Work instructions: Please report every line of the listing below that contains the string "blurred", matching case exactly.
──────── Data for this task
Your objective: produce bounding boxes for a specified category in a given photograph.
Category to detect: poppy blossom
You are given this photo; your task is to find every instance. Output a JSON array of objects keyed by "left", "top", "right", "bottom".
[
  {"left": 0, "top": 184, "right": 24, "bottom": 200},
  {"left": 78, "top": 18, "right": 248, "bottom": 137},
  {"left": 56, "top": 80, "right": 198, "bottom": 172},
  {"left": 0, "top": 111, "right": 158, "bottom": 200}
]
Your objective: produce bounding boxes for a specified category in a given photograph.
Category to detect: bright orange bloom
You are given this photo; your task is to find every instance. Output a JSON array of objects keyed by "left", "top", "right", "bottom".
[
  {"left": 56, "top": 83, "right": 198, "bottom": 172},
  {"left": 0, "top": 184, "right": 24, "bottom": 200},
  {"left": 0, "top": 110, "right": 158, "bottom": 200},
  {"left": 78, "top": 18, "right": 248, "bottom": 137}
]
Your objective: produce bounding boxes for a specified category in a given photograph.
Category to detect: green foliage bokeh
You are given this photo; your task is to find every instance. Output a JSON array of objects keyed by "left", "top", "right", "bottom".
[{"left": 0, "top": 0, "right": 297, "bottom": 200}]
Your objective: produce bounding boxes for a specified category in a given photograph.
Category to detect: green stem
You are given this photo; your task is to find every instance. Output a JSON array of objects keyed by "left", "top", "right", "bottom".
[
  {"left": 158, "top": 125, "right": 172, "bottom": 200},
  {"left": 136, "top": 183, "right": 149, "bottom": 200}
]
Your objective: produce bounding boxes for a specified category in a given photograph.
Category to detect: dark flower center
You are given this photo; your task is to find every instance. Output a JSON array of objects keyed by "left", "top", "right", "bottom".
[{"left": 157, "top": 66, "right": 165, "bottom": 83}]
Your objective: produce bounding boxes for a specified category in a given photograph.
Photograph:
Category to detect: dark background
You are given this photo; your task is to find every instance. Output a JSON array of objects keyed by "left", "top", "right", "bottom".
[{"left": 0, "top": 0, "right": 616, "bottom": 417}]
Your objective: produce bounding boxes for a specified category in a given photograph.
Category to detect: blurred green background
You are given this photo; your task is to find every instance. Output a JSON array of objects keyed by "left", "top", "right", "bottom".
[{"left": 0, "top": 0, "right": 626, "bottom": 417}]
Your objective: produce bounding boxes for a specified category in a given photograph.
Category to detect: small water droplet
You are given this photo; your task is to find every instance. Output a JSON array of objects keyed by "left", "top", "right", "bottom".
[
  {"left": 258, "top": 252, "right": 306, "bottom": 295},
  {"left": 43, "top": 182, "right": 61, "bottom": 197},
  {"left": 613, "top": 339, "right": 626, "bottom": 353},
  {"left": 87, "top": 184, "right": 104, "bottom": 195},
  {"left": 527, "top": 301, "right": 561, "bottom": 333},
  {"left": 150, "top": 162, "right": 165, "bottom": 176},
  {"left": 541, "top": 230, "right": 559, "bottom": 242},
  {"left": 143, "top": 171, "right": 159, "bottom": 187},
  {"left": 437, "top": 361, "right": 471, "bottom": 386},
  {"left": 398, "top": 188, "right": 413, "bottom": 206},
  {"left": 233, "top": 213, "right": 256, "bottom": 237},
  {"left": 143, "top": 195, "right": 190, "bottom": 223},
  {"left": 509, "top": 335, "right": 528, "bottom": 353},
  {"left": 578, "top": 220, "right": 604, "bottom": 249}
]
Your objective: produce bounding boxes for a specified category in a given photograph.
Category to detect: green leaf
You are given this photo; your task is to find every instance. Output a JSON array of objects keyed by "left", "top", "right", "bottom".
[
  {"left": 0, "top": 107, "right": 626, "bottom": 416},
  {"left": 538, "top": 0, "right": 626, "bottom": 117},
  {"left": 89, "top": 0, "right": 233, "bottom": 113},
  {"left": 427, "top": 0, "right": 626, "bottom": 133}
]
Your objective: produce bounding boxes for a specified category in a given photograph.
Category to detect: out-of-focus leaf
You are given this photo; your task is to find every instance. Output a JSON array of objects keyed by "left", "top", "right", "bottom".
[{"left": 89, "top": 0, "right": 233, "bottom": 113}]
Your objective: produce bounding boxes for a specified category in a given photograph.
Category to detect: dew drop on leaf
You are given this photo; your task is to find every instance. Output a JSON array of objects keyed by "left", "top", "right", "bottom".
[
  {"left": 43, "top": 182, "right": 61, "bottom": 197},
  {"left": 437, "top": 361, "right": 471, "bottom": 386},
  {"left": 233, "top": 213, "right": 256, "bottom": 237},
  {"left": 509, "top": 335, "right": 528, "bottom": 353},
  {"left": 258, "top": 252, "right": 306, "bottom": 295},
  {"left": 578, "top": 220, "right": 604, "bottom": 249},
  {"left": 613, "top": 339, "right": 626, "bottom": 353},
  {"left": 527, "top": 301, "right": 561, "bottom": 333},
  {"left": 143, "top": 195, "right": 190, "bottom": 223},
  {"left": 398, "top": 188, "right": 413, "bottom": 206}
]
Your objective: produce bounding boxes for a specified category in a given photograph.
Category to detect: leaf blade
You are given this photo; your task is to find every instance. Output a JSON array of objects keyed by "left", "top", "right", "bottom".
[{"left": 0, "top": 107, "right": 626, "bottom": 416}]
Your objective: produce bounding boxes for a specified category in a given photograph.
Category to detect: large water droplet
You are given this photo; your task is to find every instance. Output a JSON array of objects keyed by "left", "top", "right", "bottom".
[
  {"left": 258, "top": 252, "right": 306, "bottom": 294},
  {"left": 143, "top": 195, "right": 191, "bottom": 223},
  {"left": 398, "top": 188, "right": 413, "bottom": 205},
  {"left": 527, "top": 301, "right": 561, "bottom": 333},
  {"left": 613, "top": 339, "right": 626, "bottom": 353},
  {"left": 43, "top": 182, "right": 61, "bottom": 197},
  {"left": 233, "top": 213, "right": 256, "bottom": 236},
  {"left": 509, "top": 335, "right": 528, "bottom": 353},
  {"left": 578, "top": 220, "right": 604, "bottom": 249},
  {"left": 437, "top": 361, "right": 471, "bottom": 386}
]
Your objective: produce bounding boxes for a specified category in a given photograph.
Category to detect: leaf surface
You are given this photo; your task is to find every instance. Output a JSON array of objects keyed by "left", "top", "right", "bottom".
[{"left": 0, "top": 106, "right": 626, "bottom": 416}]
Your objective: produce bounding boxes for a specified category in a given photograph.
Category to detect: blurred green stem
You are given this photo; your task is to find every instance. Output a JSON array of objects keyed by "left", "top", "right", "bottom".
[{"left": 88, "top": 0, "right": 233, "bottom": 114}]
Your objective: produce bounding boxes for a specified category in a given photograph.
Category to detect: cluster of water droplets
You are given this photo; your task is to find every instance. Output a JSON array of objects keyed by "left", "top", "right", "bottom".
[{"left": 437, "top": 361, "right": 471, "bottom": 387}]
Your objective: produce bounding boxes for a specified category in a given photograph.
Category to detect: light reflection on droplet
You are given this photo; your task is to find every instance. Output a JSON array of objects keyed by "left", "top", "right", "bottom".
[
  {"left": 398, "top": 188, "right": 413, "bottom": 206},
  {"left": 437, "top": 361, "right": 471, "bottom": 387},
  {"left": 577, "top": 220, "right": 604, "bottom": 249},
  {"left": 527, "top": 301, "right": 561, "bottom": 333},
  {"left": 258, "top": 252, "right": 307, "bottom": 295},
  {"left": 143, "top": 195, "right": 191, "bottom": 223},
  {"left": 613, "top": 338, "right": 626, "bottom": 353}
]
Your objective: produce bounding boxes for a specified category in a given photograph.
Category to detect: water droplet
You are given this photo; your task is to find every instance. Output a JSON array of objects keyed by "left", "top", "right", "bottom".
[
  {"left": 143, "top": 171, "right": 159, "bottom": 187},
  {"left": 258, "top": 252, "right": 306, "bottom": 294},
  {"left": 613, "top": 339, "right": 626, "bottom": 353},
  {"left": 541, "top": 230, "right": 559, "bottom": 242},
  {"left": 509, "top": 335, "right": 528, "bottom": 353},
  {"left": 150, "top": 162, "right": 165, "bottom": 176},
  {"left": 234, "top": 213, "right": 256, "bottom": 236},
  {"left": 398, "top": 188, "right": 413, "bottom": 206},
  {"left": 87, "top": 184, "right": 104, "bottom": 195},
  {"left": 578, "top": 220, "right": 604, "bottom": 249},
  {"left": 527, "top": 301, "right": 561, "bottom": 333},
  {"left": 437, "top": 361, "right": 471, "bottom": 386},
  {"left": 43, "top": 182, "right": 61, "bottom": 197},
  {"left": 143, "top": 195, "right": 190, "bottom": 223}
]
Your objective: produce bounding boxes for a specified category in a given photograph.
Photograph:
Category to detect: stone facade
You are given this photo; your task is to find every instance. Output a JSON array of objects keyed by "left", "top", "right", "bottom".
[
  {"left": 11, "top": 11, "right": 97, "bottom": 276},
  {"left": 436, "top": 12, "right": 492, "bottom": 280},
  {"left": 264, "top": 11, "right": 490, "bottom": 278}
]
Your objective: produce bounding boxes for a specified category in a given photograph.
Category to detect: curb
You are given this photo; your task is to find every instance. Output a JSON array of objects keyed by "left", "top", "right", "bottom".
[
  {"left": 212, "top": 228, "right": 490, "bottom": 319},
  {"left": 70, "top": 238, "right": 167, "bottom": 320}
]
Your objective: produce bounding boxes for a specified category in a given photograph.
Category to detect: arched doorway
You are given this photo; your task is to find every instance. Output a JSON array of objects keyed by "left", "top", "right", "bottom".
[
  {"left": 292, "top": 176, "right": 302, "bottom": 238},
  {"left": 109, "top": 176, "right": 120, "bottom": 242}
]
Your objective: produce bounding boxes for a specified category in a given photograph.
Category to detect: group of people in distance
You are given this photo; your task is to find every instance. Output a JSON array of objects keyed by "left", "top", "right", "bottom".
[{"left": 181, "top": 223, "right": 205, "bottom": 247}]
────────────────
Solution to the exercise:
Category to detect: blurred green background
Category to detect: blurred green stem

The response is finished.